▶
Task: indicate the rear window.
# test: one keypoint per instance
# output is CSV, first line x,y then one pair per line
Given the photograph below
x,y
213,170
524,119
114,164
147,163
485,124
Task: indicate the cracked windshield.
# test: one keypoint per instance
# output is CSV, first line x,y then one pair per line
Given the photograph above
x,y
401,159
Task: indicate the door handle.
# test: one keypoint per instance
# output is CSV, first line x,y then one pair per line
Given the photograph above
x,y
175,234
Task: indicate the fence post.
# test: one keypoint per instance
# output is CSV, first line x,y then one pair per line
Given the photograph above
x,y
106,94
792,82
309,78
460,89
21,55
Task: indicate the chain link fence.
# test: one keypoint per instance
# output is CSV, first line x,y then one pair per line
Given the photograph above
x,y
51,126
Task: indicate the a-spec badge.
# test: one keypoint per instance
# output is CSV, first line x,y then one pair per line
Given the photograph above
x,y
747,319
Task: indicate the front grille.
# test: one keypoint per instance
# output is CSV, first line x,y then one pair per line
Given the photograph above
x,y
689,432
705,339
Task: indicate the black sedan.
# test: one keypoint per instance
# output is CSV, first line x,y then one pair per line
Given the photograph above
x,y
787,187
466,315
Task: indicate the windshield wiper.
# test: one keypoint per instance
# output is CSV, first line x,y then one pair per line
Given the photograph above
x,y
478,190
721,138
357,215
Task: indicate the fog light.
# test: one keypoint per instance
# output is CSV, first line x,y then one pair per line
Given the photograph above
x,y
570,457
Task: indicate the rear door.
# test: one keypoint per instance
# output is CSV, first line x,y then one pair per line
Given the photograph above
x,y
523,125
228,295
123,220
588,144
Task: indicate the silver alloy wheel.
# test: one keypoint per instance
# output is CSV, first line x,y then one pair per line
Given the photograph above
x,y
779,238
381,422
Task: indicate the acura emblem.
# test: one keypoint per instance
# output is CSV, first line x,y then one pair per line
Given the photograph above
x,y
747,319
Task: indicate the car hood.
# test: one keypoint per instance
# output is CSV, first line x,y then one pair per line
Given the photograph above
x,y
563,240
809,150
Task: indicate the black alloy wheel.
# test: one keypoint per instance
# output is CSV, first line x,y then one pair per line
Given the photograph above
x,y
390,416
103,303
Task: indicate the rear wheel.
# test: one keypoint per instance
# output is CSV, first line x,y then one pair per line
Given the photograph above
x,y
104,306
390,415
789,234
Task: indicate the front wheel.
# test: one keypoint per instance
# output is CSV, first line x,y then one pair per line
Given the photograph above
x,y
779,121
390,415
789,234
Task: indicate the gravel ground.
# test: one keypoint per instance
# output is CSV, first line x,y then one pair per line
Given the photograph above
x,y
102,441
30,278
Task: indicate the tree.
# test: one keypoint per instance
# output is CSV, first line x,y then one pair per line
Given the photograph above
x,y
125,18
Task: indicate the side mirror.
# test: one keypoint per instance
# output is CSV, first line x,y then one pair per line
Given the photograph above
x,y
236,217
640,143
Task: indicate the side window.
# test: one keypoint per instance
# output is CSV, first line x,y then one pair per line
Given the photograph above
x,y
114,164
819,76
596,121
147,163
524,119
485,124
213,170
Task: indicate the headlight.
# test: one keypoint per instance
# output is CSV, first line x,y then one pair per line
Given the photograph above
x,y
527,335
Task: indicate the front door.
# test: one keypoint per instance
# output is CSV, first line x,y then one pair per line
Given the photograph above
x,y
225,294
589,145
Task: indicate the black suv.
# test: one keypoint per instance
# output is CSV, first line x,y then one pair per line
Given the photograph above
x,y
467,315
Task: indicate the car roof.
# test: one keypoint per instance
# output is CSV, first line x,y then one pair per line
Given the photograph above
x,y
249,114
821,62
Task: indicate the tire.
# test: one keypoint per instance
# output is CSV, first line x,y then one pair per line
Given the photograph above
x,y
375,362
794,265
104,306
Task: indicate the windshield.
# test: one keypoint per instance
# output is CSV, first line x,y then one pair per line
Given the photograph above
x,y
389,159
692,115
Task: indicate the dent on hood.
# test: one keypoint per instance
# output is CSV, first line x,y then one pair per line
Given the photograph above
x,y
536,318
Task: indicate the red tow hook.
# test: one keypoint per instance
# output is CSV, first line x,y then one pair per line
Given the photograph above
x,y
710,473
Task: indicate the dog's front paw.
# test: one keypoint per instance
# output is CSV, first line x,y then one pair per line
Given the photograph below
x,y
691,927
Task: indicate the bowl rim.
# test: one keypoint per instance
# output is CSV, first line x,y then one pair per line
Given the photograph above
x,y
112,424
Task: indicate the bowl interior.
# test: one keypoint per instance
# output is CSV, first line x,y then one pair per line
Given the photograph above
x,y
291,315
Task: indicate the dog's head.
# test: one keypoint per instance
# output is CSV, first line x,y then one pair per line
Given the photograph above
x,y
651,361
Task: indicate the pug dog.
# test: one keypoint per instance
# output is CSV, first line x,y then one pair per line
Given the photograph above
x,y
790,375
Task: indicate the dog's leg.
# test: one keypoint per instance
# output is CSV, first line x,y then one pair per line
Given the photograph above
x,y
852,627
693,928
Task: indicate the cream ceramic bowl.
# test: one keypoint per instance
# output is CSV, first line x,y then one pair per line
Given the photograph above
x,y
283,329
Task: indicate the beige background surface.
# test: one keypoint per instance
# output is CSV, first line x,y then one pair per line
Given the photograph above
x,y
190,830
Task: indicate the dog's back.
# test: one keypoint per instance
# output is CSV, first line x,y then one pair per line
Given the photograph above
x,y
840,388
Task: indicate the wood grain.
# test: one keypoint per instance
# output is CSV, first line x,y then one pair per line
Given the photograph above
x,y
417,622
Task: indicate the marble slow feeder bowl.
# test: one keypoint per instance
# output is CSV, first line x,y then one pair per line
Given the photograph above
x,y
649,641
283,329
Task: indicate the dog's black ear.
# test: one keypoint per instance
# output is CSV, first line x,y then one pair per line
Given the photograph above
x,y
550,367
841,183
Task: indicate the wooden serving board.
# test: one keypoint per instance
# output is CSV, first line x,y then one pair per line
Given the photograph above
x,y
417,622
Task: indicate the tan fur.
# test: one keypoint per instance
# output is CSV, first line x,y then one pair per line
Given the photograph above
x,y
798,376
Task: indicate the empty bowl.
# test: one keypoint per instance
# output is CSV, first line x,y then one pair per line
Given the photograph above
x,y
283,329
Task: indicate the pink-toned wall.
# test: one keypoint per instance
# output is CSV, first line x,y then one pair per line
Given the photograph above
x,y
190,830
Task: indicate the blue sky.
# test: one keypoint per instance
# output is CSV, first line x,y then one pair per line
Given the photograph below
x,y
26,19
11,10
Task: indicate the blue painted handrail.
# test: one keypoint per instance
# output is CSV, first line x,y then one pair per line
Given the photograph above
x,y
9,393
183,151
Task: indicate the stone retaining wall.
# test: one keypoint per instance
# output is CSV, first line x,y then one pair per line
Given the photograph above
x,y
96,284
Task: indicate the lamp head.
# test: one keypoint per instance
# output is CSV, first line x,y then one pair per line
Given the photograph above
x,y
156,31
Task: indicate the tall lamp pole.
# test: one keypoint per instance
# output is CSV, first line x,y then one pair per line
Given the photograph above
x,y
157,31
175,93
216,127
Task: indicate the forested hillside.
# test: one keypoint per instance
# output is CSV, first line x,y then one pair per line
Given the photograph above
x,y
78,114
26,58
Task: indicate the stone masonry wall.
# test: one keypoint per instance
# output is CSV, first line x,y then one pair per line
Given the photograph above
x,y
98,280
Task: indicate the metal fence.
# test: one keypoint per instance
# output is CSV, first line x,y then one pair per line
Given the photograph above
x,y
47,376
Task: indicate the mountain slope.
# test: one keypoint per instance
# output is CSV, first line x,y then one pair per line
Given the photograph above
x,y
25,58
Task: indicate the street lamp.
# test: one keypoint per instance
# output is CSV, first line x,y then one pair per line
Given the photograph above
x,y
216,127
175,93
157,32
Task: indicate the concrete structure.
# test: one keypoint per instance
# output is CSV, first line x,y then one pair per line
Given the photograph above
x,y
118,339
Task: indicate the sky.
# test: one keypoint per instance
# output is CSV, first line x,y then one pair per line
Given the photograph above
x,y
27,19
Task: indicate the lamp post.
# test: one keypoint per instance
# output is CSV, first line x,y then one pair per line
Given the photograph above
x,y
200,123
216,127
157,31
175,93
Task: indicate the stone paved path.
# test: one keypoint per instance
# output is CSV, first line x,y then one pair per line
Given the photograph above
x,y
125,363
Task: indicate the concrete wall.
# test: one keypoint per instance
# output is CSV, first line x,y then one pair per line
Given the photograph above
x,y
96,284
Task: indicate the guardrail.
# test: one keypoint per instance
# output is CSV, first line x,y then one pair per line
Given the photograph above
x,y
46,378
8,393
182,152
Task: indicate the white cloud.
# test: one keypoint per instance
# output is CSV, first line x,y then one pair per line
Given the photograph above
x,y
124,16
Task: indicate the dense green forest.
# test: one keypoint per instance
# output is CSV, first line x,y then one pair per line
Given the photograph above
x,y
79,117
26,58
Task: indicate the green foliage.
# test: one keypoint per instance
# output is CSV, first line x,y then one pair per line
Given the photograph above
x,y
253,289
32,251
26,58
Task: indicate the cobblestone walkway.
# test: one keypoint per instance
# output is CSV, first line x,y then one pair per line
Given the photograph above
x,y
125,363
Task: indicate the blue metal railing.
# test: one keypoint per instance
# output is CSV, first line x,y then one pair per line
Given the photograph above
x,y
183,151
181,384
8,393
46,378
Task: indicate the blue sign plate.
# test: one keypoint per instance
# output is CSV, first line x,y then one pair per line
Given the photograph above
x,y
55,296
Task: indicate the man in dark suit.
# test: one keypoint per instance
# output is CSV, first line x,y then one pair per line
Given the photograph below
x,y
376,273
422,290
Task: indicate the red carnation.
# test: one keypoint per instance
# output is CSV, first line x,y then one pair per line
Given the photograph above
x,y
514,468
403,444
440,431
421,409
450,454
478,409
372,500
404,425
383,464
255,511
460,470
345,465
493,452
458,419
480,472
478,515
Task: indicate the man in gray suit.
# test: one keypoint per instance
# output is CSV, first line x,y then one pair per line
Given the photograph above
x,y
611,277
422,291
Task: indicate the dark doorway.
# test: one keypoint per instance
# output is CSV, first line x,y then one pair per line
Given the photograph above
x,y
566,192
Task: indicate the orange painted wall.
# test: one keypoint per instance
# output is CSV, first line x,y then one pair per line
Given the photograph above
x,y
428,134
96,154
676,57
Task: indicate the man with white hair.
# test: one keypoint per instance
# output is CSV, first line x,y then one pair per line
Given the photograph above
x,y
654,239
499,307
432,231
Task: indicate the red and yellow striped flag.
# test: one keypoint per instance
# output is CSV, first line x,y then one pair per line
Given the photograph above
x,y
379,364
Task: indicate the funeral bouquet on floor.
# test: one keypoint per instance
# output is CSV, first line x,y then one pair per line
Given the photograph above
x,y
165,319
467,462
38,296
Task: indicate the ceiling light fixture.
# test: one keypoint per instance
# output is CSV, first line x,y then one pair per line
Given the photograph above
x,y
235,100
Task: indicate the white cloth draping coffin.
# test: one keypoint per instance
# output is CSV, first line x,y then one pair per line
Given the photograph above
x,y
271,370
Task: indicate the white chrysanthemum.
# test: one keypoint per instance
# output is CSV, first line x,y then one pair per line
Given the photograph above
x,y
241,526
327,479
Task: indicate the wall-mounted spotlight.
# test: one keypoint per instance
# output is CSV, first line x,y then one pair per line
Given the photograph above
◀
# [Written exercise]
Convert the lines from the one containing "Task: indicate the white cloth" through the final line above, both inclusive, into a numbered list, leaving out any blank lines.

# [Response]
1. Task: indicate the white cloth draping coffin.
2. # test: one keypoint per instance
3. # output is CSV, first line x,y then one pair per line
4. Given the photograph above
5. x,y
6. 271,370
7. Task: indicate the white chrysanthemum.
8. # test: one keypoint per instance
9. # output is CSV, first line x,y then one pair per line
10. Given the photograph above
11. x,y
12. 241,526
13. 327,479
14. Task: indicate the wall-mounted spotlight.
15. # test: one keypoint per instance
16. # output is CSV, first line x,y then one pair per line
17. Given the photograph above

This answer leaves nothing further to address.